→ **EXERCISE DIRECTIONS**
Copy out the stretch from the line containing "Task — mark the man in crowd, giving" through the last line, offsetting every answer coordinate by adding 132 and keeping all other lines unchanged.

****

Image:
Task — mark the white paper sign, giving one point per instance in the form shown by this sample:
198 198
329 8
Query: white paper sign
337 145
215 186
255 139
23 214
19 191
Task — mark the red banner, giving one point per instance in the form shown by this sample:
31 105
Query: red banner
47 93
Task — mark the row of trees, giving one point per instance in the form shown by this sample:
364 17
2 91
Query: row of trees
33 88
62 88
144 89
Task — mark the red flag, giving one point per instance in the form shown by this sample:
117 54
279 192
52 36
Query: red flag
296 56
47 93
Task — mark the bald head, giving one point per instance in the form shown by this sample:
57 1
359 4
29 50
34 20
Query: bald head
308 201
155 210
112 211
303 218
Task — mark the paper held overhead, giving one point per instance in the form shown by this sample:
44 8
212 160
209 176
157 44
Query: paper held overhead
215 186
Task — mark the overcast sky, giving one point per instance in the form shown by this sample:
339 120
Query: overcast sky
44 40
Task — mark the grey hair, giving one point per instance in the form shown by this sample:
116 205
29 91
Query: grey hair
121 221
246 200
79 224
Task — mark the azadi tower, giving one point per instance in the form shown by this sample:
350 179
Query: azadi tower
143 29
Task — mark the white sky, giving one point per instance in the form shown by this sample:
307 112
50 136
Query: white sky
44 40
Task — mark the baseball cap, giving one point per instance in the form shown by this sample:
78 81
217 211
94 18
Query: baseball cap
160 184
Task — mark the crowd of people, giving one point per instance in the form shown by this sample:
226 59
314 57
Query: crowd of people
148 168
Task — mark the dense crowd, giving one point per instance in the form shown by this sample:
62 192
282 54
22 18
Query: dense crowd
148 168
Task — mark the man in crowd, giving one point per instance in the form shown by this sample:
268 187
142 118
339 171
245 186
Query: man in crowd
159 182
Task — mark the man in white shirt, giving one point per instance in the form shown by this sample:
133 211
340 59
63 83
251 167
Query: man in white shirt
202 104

****

→ **REPLY TO THE TASK**
Task — mark the man in crowd, giving one point per instance in the form shown by this sample:
268 187
142 118
339 171
245 186
Query: man in crowd
291 314
Task — mark the man in white shirt, giving one point per instance in the form shown by this sample:
133 211
340 59
63 83
251 167
Query: man in white shirt
334 236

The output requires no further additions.